Given records:
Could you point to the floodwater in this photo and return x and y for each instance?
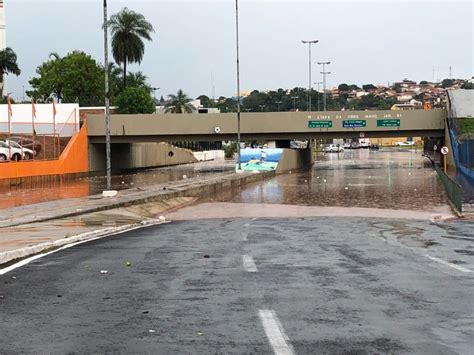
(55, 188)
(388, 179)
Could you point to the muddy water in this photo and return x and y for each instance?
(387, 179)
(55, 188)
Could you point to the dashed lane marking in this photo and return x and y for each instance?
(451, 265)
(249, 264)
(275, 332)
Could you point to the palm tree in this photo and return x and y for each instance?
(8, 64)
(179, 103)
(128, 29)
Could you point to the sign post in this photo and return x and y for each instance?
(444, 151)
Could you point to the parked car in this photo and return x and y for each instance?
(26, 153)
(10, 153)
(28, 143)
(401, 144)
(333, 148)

* * *

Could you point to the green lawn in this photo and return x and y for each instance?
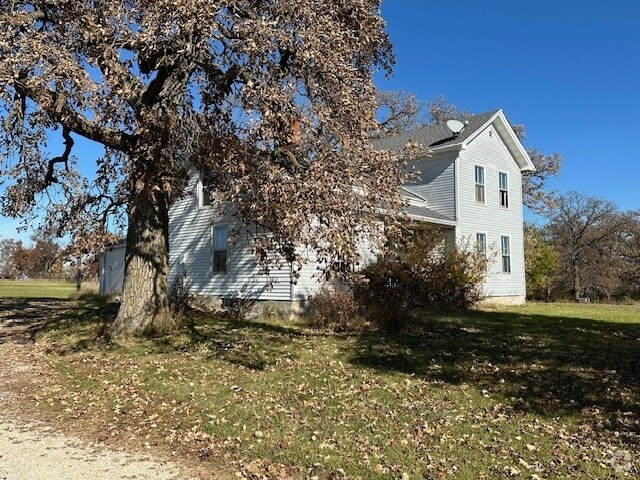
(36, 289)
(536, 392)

* * *

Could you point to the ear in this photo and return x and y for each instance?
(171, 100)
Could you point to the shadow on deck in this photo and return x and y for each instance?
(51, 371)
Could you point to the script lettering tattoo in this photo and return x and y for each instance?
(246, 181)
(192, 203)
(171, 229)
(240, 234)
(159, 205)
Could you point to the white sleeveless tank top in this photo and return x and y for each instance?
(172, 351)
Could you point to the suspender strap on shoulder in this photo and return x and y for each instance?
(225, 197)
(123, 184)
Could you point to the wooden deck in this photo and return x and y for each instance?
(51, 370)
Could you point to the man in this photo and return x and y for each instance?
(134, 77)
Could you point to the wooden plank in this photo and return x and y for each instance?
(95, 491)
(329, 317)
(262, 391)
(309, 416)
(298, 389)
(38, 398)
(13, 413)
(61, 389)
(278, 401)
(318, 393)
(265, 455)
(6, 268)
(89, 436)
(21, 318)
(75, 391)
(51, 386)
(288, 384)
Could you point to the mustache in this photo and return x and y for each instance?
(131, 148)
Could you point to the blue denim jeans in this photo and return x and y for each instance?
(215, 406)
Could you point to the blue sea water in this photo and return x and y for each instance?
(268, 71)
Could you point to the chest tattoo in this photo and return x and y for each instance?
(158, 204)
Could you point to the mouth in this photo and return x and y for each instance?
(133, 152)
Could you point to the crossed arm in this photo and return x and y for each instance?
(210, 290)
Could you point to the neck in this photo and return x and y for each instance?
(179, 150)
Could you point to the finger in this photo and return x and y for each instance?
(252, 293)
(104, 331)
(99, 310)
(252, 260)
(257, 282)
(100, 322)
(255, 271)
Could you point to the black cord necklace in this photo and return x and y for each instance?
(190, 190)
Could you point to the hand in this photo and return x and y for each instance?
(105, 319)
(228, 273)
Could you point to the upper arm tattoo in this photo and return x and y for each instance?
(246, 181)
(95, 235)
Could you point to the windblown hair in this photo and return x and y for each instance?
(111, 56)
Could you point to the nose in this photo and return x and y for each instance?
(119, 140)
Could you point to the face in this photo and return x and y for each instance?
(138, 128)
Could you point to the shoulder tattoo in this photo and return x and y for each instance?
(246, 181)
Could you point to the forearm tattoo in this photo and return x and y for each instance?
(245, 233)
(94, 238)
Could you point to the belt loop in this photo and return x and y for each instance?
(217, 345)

Set problem: Pull out every line of the material above that contains the string "deck", matching case exactly, and copy each such line in full.

Answer in full:
Could you point to the shadow on deck in this photo and return x and y for each instance?
Could you point to the wooden deck in this photo and return x and y for each instance?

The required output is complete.